Work to complete: Pull out every line of the material below that contains the word "plant", copying each one in full.

Entries supplied:

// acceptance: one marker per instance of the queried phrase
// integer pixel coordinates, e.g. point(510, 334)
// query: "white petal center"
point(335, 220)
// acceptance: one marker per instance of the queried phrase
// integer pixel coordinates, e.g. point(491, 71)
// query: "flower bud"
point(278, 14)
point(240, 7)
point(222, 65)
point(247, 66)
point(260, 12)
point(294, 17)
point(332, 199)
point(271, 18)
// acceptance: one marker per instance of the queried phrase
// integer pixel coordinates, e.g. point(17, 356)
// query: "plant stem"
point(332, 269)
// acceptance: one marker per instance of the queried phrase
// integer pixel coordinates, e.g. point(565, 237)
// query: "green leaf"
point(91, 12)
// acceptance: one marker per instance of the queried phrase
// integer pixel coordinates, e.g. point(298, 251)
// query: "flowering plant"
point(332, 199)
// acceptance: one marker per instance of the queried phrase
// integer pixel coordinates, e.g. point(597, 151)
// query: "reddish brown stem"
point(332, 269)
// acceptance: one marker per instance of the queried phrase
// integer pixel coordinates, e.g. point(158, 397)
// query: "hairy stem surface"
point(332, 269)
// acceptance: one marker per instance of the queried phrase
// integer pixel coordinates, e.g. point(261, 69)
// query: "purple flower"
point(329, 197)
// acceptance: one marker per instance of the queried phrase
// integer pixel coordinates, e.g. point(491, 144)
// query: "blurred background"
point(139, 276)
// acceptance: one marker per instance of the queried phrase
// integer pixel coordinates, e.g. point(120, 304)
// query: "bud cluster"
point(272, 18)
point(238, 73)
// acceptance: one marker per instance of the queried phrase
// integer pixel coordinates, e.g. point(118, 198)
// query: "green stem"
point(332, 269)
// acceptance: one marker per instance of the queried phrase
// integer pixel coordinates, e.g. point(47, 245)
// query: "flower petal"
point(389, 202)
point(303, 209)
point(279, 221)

==

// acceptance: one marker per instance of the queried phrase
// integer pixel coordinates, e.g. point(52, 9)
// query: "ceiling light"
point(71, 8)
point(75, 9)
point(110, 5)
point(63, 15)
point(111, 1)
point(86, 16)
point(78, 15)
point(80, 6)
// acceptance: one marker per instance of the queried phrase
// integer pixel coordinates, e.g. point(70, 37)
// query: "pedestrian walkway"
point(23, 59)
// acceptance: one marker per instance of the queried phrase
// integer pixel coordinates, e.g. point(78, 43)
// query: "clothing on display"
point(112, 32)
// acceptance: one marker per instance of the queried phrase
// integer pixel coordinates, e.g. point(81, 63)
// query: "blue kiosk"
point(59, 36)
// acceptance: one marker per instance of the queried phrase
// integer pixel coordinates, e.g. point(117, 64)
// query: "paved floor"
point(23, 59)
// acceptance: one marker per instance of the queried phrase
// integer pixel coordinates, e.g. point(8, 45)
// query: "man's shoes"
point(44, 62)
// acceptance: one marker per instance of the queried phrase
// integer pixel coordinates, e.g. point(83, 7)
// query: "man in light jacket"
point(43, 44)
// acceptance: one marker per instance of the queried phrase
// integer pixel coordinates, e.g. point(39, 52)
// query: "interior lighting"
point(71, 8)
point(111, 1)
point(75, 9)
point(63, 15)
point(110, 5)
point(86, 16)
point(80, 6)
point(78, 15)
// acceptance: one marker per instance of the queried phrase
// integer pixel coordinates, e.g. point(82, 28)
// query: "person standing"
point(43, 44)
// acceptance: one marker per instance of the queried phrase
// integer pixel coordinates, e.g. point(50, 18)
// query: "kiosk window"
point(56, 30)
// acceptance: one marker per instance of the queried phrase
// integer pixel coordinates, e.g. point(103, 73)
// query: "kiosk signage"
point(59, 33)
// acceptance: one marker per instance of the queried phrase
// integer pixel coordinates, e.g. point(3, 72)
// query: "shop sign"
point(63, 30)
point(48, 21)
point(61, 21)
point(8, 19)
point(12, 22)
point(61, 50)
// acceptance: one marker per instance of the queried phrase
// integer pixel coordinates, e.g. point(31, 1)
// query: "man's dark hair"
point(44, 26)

Exercise solution:
// query: "plant stem"
// query: "flowering plant"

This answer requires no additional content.